Reading text Block Start

How can institutions provide students with the digital learning experience they want and need? Ian Dunn, provost at Coventry University, and Gideon Shimshon, associate principal digital learning and innovation at Queen Mary’s, say the sector can emerge from the COVID-19 crisis better prepared than ever.
Times of crisis bring about times of change. Spring 2020 in the education sector saw just that, with universities doing anything and everything they could to give students the best learning experience possible in unprecedented circumstances. The sector did well, proving that universities can move at great pace when needed.
Learning from our biggest challenge
For some, this meant scaling up existing operations, and for others, brand new digital strategies had to be created, along with the staff capabilities and infrastructure to deliver them.
The sector’s hard work meant that higher education’s long journey into digital teaching and learning was impressively turbo-boosted, and the journey isn’t over yet. We can do so much more.
As the next academic year approaches, it’s clear that higher education will never be the same again. Crises shape history, and this is our chance to reshape education in a way that works for students.
Moving beyond the physical campus
Our student populations live digitally, as do many academics, yet the campus has clung to its physical estate and, to some extent, simply tolerated the addition of a virtual learning environment. The global pandemic has demonstrated that both the physical and virtual estates need to be developed with equal commitment.
Our campuses must become cyber-physical; equal-status elements of our existence as universities. This will require financial investment.
Putting students first (by putting staff first)
Students and teachers must be placed centre stage in the digital age, and committing to training and development for all staff is a step in the right direction. Some staff may have to step away from how they were taught in order to be able to adapt to a new future.
It’s crucial they do though; students benefit when staff are supported to boost their digital skills, because teaching is a team sport.

Reading text Block End

What you will do>
• A. Do these statements agree with the digital learning article? Answer yes or no for each, quoting the words of the text that decide it.
(i) Ian Dunn is provost at Coventry University.
(ii) The authors say campuses should become entirely virtual.
(iii) Making campuses cyber-physical will need financial investment.
• B. Reproduce the stretch of the digital learning article from "The sector’s hard" through "with equal commitment.".
• C. Answer these questions from the digital learning article:
(i) Which season and year brought change to the education sector?
(ii) What is Gideon Shimshon's position at Queen Mary's?
(iii) What kind of sport does the text call teaching?
The rows have no connection to the digital learning article.

Available data Block Start

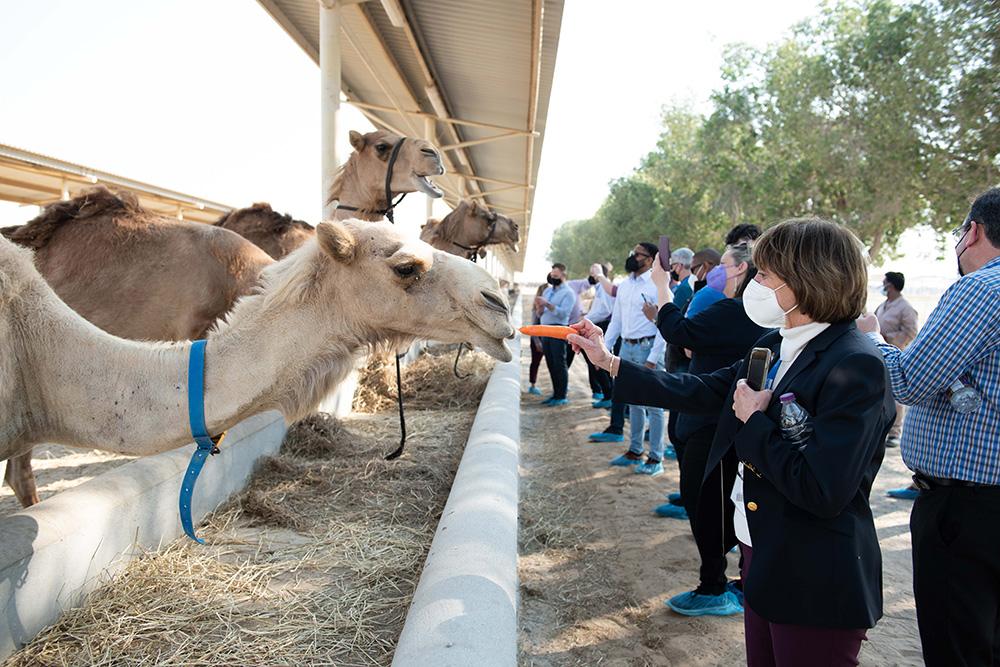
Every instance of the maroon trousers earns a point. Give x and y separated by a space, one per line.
778 645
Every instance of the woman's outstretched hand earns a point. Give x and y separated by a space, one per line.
590 339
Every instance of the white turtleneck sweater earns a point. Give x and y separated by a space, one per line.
793 341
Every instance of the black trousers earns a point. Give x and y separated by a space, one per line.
956 575
536 361
712 521
555 361
600 379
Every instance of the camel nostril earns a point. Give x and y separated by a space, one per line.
494 302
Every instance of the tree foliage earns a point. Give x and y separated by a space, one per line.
875 114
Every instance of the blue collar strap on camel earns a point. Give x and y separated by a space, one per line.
206 444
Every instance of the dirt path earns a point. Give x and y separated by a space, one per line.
596 564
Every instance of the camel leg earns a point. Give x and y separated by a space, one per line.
21 478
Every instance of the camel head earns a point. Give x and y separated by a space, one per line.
403 289
416 161
483 222
275 233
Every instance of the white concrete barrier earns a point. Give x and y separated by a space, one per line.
53 554
464 611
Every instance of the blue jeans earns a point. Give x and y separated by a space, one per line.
637 414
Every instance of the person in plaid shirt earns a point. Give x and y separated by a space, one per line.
955 453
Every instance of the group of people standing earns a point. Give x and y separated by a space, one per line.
788 481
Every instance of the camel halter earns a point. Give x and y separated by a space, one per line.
206 444
474 249
390 205
387 212
475 259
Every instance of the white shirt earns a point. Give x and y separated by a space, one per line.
793 341
627 319
602 305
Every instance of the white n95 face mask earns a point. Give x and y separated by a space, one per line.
761 305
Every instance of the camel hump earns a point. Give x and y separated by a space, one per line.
429 229
97 201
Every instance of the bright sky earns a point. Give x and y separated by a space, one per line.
213 99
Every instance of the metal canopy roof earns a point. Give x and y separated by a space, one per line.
33 178
472 76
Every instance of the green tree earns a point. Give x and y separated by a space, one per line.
875 114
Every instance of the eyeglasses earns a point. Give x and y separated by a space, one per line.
962 229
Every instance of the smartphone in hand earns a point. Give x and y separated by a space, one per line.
757 368
664 252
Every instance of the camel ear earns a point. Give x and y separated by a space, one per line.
337 241
357 140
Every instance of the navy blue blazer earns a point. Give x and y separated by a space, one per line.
717 337
816 555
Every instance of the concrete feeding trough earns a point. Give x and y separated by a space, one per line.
464 611
53 554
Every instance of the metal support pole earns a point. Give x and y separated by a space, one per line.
329 67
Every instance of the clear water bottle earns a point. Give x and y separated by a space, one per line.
794 421
964 398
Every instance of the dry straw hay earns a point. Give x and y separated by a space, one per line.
314 563
428 383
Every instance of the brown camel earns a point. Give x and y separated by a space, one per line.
360 184
469 229
147 277
275 233
283 348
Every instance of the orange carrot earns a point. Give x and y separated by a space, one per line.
547 330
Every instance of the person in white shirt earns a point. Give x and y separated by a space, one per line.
600 314
642 344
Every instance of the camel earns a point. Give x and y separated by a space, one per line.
147 277
274 233
469 229
283 347
359 188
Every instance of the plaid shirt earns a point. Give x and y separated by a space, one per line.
960 340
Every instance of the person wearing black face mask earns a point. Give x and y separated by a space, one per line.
556 305
953 449
642 343
600 314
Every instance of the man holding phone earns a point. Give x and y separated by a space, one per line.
642 344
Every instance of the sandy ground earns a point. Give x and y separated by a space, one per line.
596 564
58 468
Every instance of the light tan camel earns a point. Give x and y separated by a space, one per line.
360 182
147 277
284 347
469 229
275 233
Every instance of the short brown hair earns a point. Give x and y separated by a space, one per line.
823 263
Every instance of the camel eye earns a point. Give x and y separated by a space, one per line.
405 270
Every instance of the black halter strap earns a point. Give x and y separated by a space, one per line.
390 205
474 249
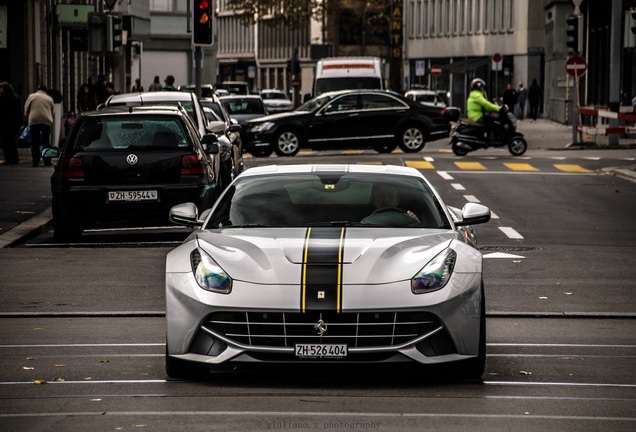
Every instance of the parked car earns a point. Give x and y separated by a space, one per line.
312 265
233 87
245 107
377 119
231 158
276 101
219 121
427 97
206 89
124 167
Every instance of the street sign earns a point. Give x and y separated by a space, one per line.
576 66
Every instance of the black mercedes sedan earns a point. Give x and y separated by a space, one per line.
378 119
127 166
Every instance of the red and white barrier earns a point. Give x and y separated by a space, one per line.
625 114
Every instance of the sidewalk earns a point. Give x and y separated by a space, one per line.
25 195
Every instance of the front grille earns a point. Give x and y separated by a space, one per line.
357 330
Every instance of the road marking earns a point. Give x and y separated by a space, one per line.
419 164
520 167
458 186
511 233
570 168
501 255
470 166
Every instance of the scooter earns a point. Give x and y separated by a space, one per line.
467 136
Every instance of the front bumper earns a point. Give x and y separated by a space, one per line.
391 325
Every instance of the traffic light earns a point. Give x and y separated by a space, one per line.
114 35
572 33
202 15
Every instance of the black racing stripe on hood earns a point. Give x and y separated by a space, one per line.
321 276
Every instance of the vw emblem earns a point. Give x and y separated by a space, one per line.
132 159
321 327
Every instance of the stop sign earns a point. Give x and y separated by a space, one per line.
576 66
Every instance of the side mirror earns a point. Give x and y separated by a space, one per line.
474 214
185 214
51 152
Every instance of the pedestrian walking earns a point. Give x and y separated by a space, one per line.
85 99
522 96
535 98
156 85
510 97
10 122
137 88
169 86
40 112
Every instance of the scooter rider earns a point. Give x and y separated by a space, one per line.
477 103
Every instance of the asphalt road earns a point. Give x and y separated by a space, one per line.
87 319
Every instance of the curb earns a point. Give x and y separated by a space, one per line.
27 229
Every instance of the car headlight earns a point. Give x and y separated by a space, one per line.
436 274
262 127
209 275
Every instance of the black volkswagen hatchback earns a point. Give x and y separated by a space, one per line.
126 167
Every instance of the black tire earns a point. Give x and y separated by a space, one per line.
458 150
517 146
384 147
287 143
412 139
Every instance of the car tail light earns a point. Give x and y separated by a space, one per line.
192 165
72 168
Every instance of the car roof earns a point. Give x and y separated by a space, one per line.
334 168
139 110
150 97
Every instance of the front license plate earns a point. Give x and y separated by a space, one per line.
321 350
150 195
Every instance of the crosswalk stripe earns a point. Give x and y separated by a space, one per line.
470 166
520 167
419 164
570 168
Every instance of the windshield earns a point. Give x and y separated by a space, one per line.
329 199
314 104
244 106
273 95
324 85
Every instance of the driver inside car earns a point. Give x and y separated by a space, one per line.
386 200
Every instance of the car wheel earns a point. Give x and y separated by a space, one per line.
287 143
385 148
412 139
458 149
517 146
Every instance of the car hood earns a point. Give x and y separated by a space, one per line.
279 117
369 255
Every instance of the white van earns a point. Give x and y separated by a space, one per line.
343 73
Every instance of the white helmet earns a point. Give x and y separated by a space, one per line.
477 84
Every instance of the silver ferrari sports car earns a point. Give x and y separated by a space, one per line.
327 264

Available data Block End

Answer list>
• A.
(i) Yes: "Ian Dunn, provost at Coventry University"
(ii) No: "Our campuses must become cyber-physical; equal-status elements of our existence as universities."
(iii) Yes: "This will require financial investment."

• B.
The sector’s hard work meant that higher education’s long journey into digital teaching and learning was impressively turbo-boosted, and the journey isn’t over yet. We can do so much more.
As the next academic year approaches, it’s clear that higher education will never be the same again. Crises shape history, and this is our chance to reshape education in a way that works for students.
Moving beyond the physical campus
Our student populations live digitally, as do many academics, yet the campus has clung to its physical estate and, to some extent, simply tolerated the addition of a virtual learning environment. The global pandemic has demonstrated that both the physical and virtual estates need to be developed with equal commitment.

• C.
(i) Spring 2020
(ii) Associate principal digital learning and innovation
(iii) A team sport